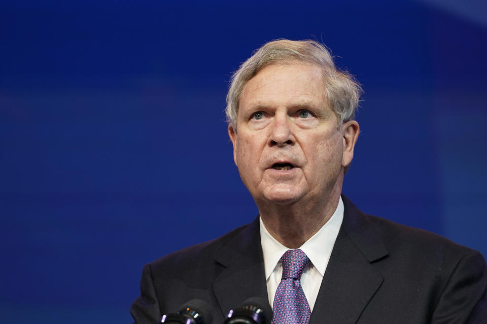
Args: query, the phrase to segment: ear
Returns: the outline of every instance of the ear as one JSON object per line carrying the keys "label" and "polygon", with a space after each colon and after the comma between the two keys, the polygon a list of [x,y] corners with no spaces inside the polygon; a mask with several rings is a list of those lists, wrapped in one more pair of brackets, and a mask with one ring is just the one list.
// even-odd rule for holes
{"label": "ear", "polygon": [[343,154],[341,165],[348,167],[354,158],[354,148],[359,138],[360,127],[355,120],[349,120],[341,126],[341,134],[343,136]]}
{"label": "ear", "polygon": [[238,166],[237,164],[237,134],[233,130],[232,127],[232,124],[228,124],[228,136],[230,136],[230,140],[232,141],[233,144],[233,161],[235,162],[235,165]]}

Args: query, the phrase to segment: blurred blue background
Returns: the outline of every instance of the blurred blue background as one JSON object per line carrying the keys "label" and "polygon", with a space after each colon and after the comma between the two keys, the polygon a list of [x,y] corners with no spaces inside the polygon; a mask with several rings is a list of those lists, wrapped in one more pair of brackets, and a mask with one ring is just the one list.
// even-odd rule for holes
{"label": "blurred blue background", "polygon": [[487,255],[487,3],[0,3],[2,321],[130,322],[144,264],[249,222],[223,110],[264,43],[365,94],[344,192]]}

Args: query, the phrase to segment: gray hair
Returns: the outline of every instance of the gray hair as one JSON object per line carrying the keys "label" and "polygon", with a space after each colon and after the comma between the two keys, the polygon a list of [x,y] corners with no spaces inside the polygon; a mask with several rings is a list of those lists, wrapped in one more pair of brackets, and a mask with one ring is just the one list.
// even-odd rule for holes
{"label": "gray hair", "polygon": [[277,39],[255,51],[232,76],[225,112],[234,131],[237,131],[238,102],[247,82],[266,66],[296,61],[316,64],[323,69],[326,98],[338,119],[339,127],[355,118],[362,88],[352,75],[336,68],[325,46],[310,40]]}

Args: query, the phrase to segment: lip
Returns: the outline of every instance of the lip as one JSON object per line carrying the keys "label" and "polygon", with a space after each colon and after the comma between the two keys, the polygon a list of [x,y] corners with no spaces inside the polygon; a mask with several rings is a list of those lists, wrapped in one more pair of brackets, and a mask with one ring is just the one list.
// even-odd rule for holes
{"label": "lip", "polygon": [[287,175],[291,175],[296,172],[296,170],[298,168],[295,167],[289,170],[276,170],[275,169],[272,168],[269,168],[266,171],[268,172],[269,172],[271,174],[274,174],[275,175],[281,175],[284,176]]}
{"label": "lip", "polygon": [[275,170],[275,169],[274,169],[273,168],[272,168],[272,166],[273,166],[273,165],[275,165],[275,164],[290,164],[290,165],[291,165],[292,166],[293,166],[293,168],[291,169],[291,170],[293,170],[293,169],[296,169],[296,168],[299,168],[299,166],[297,166],[296,163],[294,163],[292,162],[292,161],[289,161],[289,160],[277,160],[277,161],[273,161],[270,164],[269,164],[269,165],[267,166],[267,169],[270,169],[273,170],[274,170],[274,171],[291,171],[291,170]]}
{"label": "lip", "polygon": [[[293,168],[292,169],[289,169],[289,170],[278,170],[272,168],[272,166],[276,164],[288,164],[292,165]],[[298,166],[297,166],[295,163],[291,162],[289,160],[278,160],[276,161],[273,161],[272,164],[269,165],[269,166],[267,167],[266,171],[268,171],[271,174],[273,174],[276,176],[277,175],[285,176],[287,175],[292,175],[294,174],[295,172],[296,172],[296,169],[299,169],[299,167]]]}

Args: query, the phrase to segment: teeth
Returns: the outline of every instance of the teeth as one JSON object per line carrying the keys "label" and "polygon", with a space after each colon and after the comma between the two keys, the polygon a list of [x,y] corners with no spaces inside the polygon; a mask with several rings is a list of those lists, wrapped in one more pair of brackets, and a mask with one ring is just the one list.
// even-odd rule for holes
{"label": "teeth", "polygon": [[276,170],[290,170],[291,169],[290,166],[286,166],[285,167],[281,167],[280,166],[274,166],[273,168]]}

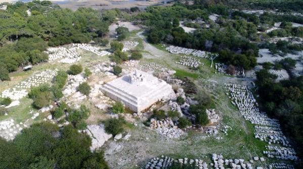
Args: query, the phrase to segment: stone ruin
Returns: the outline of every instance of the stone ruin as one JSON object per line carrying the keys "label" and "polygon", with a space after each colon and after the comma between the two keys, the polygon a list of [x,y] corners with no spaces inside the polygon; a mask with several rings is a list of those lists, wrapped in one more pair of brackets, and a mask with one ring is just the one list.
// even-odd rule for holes
{"label": "stone ruin", "polygon": [[214,65],[215,73],[219,74],[228,75],[238,77],[245,76],[245,71],[242,67],[235,66],[235,74],[231,74],[227,72],[228,66],[223,63],[216,63]]}
{"label": "stone ruin", "polygon": [[95,46],[84,43],[73,43],[70,47],[51,47],[46,52],[49,54],[49,60],[55,60],[62,59],[59,62],[63,63],[73,63],[80,60],[81,56],[77,51],[82,49],[93,52],[98,56],[104,56],[111,53],[106,51],[101,50],[101,48]]}
{"label": "stone ruin", "polygon": [[200,60],[190,56],[181,56],[181,58],[182,59],[176,63],[195,68],[198,68],[201,64]]}
{"label": "stone ruin", "polygon": [[171,87],[166,82],[139,70],[107,82],[101,90],[136,112],[175,95]]}
{"label": "stone ruin", "polygon": [[199,169],[207,169],[207,164],[202,160],[198,159],[188,159],[188,158],[175,159],[167,156],[162,155],[160,158],[154,157],[152,158],[142,169],[166,169],[171,166],[173,163],[178,163],[180,165],[190,164],[194,165]]}
{"label": "stone ruin", "polygon": [[172,54],[184,54],[186,55],[191,54],[194,56],[204,58],[208,58],[209,57],[209,54],[210,53],[202,50],[188,49],[175,46],[169,46],[169,47],[166,48],[166,49]]}
{"label": "stone ruin", "polygon": [[139,44],[138,42],[127,41],[124,43],[124,47],[122,49],[122,52],[127,52],[134,49]]}
{"label": "stone ruin", "polygon": [[26,96],[28,91],[32,87],[37,87],[45,83],[54,78],[57,74],[57,70],[47,69],[35,74],[24,81],[19,82],[11,89],[4,91],[2,98],[10,98],[13,100],[19,100]]}
{"label": "stone ruin", "polygon": [[238,107],[245,120],[255,125],[255,137],[269,143],[266,147],[268,150],[264,151],[264,154],[269,158],[298,160],[296,152],[281,131],[278,120],[270,118],[266,113],[259,111],[257,103],[247,87],[232,83],[225,85],[230,92],[227,94],[232,100],[232,104]]}
{"label": "stone ruin", "polygon": [[179,138],[185,134],[183,130],[178,128],[178,126],[175,125],[170,118],[160,120],[152,118],[150,120],[150,127],[152,129],[155,129],[159,134],[168,138]]}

○ ○ ○ ○ ○

> **What you have to do**:
Gather every line in the records above that contains the string "Args", and copy each of those lines in full.

> **Response to the exercise**:
Args: query, the phrase to segment: ear
Args: query, the phrase to segment: blurred blue background
Args: query, the phrase to segment: gray hair
Args: query, the phrase to segment: lip
Args: query, the phrase to segment: teeth
Args: query, the phrase to segment: stone ruin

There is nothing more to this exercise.